Instruction: Write out the material below again, unchanged.

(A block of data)
# # # #
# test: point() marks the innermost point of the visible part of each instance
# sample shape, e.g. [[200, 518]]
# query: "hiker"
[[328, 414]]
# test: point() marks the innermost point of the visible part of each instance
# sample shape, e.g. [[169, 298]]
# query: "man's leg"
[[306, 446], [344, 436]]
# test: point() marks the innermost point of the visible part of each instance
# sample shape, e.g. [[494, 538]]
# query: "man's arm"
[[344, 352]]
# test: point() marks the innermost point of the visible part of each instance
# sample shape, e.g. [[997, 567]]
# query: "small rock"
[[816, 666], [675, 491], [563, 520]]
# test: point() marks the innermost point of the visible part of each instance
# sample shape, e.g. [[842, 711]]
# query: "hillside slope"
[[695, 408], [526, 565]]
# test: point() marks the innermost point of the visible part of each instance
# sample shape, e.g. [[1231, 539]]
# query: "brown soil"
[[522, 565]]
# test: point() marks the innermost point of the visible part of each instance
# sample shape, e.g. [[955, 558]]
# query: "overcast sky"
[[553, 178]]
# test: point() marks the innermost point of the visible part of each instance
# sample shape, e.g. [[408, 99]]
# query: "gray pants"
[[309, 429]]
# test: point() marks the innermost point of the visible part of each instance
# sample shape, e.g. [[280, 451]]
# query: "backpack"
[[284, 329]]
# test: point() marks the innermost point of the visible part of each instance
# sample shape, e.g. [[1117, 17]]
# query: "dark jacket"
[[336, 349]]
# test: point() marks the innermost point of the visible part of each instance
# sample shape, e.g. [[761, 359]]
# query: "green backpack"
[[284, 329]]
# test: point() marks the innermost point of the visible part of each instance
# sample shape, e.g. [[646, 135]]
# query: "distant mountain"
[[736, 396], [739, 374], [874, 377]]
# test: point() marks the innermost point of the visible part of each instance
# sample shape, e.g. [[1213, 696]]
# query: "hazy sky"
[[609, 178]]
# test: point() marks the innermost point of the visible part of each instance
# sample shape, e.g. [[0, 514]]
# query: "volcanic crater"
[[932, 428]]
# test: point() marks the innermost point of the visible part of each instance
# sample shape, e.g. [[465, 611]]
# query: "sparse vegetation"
# # # #
The completed task:
# test: point() marks the innermost point of the visible part of each instance
# sample shape, e.g. [[200, 518]]
# query: "hiker"
[[328, 414]]
# test: point() marks the innermost point of the visible part of each instance
# sample shape, e.g. [[169, 298]]
# query: "man's leg"
[[306, 446], [344, 436]]
# test: point() marks the innermost point of the visible part of each instance
# sample shape, e.g. [[494, 538]]
# query: "man's arm"
[[344, 352]]
# test: point() marks the innermost point of the visible part of each instance
# sample shape, e.g. [[997, 567]]
# query: "small rock"
[[816, 666], [675, 491], [563, 520]]
# test: point() marks the innermost point of the visible part of each instance
# sample shape, e.g. [[842, 711]]
# query: "hillside slope"
[[695, 408], [526, 565]]
# test: point() marks the innermost point of the visible part of each instance
# sample shape, e.g. [[1231, 539]]
# query: "brown soil"
[[522, 565]]
# test: point() marks the innermost point of the visible part of each instance
# sample shape, e.g. [[955, 558]]
# query: "overcast sky"
[[553, 178]]
# test: point() marks the innermost point of the visible part of each instance
# sample shape, e.g. [[408, 99]]
# query: "gray pants"
[[309, 429]]
# test: point() marks the innermost point of the visible part of each instance
# sample shape, e.g. [[280, 451]]
# query: "backpack"
[[284, 329]]
# test: point() marks the innermost point of the visible part of each instance
# sample shape, e.g. [[1117, 17]]
# query: "dark jacket"
[[336, 349]]
# test: point() marks the innermost point of the visible part of each instance
# sample shape, e.g. [[761, 359]]
# query: "green backpack"
[[284, 329]]
# test: point() marks the innermost point of the visible part of each instance
# sample shape, e.g. [[646, 135]]
# query: "distant mountain"
[[736, 396], [739, 374], [874, 377]]
# test: point() marks the innermost point of the visible part of each instance
# sample shape, e.g. [[1213, 696]]
# query: "hazy sky"
[[609, 178]]
# test: point() marks the innermost point of the visible part of each instance
# sample shape, e.g. [[0, 514]]
# query: "volcanic crater"
[[932, 428]]
# test: point() marks the innermost point of the visible part of each instance
# sample shape, e.g. [[465, 611]]
# query: "sparse vegetation"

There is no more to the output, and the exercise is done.